Segment Open

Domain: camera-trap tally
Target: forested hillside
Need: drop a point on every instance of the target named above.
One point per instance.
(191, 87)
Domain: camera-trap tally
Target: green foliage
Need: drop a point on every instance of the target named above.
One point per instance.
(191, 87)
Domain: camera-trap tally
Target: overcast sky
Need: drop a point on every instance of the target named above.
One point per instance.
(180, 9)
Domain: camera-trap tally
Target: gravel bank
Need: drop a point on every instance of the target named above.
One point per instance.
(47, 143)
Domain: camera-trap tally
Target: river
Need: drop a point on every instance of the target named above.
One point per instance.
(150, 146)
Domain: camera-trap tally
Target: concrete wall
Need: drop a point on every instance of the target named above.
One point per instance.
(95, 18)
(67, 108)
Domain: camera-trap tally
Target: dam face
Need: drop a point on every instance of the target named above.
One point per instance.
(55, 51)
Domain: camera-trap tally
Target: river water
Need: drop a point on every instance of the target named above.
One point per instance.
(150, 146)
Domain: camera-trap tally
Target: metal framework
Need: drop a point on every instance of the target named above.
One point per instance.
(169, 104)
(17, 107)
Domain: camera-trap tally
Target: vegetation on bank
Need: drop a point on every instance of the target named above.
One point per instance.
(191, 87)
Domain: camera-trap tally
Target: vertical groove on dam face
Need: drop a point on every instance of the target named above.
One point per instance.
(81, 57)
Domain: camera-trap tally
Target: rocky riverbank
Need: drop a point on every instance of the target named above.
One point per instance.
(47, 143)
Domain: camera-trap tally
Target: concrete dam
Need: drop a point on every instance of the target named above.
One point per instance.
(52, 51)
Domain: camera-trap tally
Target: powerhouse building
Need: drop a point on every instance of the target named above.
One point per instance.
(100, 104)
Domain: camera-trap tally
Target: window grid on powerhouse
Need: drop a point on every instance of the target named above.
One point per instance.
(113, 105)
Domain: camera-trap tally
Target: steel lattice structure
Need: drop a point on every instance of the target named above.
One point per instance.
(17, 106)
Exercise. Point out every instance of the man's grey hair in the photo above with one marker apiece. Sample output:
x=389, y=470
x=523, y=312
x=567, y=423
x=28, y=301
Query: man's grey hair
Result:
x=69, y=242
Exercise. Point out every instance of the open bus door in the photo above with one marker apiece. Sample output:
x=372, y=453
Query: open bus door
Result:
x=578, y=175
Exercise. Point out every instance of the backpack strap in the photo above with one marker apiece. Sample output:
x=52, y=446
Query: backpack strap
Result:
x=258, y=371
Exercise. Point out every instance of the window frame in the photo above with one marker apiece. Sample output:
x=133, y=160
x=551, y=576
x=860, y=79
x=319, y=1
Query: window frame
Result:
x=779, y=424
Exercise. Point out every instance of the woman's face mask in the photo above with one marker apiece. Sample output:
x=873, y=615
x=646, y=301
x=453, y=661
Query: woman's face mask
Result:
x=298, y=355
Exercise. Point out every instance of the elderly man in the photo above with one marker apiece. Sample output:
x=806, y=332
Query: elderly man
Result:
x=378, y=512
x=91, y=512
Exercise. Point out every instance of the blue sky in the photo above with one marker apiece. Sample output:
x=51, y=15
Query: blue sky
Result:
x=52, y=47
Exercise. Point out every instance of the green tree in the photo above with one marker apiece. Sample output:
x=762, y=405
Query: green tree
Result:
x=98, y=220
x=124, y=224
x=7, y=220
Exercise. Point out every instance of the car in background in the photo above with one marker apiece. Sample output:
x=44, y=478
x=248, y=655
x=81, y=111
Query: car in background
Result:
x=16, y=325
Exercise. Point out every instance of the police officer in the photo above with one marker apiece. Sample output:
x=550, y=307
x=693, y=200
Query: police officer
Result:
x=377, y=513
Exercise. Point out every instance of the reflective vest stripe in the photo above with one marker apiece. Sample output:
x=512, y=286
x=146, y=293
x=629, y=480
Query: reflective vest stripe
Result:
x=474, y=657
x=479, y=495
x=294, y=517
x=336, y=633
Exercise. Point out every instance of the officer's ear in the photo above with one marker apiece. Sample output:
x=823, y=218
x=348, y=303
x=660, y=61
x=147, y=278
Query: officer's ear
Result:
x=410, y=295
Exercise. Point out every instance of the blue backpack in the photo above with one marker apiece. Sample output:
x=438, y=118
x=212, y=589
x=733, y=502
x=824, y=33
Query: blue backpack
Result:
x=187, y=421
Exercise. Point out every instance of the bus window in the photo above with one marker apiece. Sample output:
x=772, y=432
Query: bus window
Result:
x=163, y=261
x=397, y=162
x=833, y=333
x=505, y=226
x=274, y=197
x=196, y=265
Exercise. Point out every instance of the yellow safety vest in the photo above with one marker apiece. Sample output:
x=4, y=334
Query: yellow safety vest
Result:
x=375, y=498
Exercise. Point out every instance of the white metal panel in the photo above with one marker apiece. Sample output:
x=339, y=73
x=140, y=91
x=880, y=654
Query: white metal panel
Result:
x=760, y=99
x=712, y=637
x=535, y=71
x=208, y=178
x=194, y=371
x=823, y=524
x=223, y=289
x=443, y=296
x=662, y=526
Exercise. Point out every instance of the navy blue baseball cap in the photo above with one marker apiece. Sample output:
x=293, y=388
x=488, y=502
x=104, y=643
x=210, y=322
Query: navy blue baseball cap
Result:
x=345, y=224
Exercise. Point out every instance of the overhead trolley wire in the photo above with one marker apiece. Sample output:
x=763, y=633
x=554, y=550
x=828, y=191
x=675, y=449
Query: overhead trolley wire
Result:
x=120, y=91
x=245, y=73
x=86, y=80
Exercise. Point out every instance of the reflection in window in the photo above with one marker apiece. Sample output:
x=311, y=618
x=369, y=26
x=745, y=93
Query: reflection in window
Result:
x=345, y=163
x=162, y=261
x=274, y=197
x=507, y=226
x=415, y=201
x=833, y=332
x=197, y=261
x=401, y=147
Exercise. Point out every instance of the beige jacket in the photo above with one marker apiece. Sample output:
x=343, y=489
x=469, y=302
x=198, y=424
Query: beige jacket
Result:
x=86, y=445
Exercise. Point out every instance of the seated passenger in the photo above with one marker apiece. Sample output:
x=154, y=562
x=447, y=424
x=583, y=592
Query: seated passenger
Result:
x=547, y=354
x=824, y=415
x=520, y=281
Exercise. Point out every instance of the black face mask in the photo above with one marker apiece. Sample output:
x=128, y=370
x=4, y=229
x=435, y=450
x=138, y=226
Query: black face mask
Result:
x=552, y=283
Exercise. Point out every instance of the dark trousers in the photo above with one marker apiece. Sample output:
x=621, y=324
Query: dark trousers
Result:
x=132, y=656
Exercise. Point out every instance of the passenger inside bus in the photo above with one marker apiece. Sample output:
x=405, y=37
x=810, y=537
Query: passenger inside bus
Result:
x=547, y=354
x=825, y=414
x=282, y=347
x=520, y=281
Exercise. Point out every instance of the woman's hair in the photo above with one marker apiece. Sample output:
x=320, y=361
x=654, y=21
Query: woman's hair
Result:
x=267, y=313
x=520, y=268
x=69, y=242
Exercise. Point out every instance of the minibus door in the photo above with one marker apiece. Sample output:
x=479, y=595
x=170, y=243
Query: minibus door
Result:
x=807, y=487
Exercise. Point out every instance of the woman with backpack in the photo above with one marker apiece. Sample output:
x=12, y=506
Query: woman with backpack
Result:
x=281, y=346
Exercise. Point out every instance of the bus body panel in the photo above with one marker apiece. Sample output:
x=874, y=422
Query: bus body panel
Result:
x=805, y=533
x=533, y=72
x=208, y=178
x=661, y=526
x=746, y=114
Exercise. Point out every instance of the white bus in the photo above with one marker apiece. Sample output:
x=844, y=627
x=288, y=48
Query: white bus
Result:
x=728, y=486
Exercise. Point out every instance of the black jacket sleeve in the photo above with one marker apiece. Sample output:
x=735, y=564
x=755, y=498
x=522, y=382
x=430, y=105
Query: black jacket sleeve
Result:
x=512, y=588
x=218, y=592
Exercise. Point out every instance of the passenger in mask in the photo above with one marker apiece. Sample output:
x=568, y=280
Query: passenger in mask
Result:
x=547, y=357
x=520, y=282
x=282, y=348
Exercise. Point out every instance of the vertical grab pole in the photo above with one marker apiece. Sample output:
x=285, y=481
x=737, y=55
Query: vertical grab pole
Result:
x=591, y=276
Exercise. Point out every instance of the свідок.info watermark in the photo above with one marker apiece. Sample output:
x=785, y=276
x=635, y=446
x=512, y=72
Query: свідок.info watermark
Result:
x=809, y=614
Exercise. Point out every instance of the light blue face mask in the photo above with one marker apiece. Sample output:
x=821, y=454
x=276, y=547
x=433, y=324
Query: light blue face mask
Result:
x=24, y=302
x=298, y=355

Segment Closed

WHAT YOU NEED TO DO
Extract every line containing the string "metal" from the material.

REPLY
Target: metal framework
Exercise. Point out every instance of the white metal panel in the photo above with one marker apiece. Sample output:
Query: white metal panel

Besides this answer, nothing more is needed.